▶ WHAT THIS TASK INVOLVES:
Render the rows below as a JSON list of strings, with one string for each line and blank lines omitted. Leave the pictures out of the list.

▶ DATA EXCERPTS:

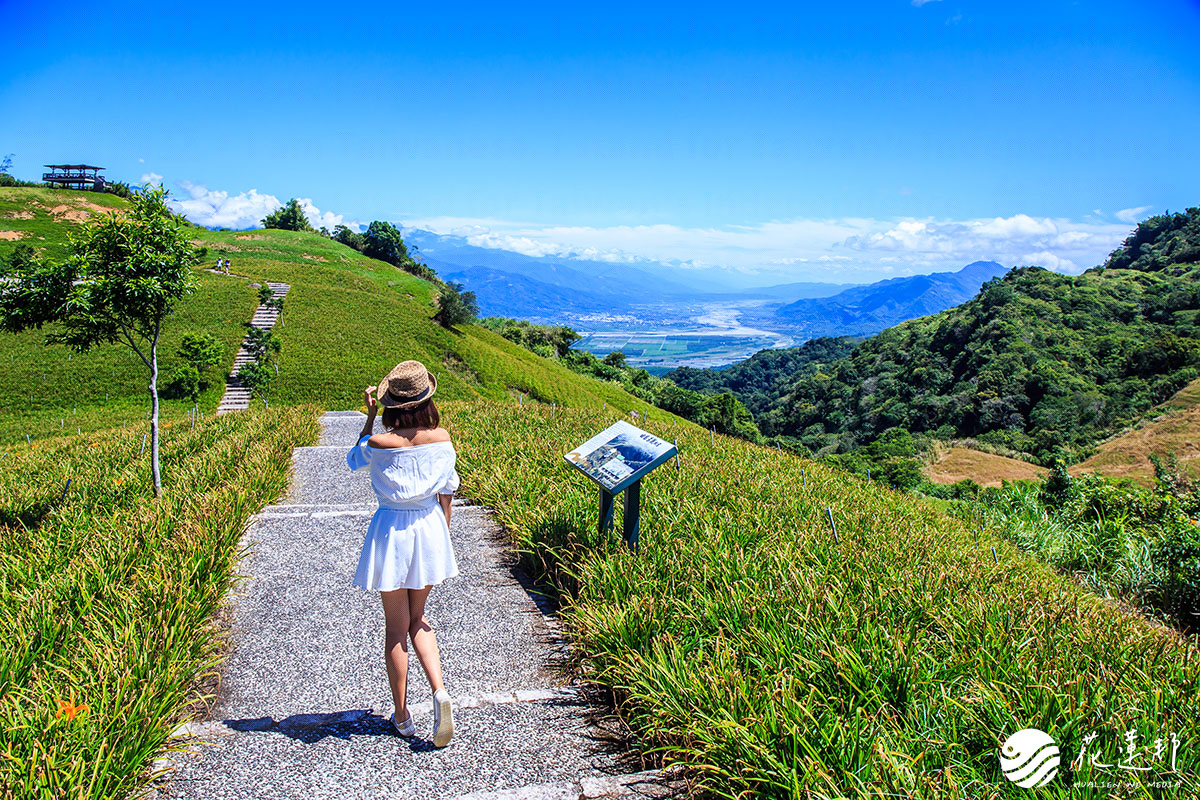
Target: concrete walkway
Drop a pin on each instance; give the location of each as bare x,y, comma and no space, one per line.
304,702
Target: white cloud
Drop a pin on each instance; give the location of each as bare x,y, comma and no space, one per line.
847,248
1133,215
219,209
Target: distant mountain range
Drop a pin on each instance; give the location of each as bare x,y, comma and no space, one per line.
555,289
546,288
871,308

▶ ANSWER IN FULL:
[
  "Target: concrete walkway",
  "Drop a pin on each instance; give the location of each as bare x,y, comma and no space, one per line.",
  "304,702",
  "Target: white cloud",
  "Drop a pin on each instance; give the location of each as bare x,y, comma and no space, one per line.",
  "847,248",
  "1133,215",
  "219,209",
  "Target: distant mountain range",
  "Drop a pin on each instance; give the location of each as bare x,y, comma and no space, one per line.",
  "555,289",
  "546,288",
  "871,308"
]